*SHORT TASK*. Lay out the entries from the line containing "Can you spot the fishnet" through the line containing "Can you spot the black shorts" as a Markdown table, leaving out blank lines. Use a "Row" column for the row number and a "Line" column for the line itself.

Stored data
begin

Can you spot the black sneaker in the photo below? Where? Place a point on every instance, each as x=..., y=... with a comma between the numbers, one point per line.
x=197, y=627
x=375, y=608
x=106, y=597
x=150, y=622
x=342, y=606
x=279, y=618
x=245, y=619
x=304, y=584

end
begin

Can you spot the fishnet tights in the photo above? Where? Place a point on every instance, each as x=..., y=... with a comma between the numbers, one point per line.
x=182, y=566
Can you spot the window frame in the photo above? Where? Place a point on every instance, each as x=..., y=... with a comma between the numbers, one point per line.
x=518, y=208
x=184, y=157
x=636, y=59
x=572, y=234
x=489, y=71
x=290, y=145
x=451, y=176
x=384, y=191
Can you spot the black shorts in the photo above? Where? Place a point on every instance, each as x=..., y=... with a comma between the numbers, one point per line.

end

*RESPONSE BELOW*.
| Row | Line |
|---|---|
| 1 | Can you spot the fishnet tights in the photo above? Where? Place a point on every instance, each as x=..., y=... with a comma between the numbers, one point per line. |
| 2 | x=182, y=566 |
| 3 | Can you spot the window frame in the photo above? Where? Place a point on every instance, each as x=..., y=... with a comma between the numbers, one point per line. |
| 4 | x=518, y=208 |
| 5 | x=184, y=157 |
| 6 | x=636, y=59 |
| 7 | x=572, y=234 |
| 8 | x=489, y=71 |
| 9 | x=290, y=145 |
| 10 | x=451, y=176 |
| 11 | x=384, y=191 |
| 12 | Can you spot the black shorts in the photo above? Where? Place a point on every instance, each as x=..., y=... with a comma between the numbers, one point per line. |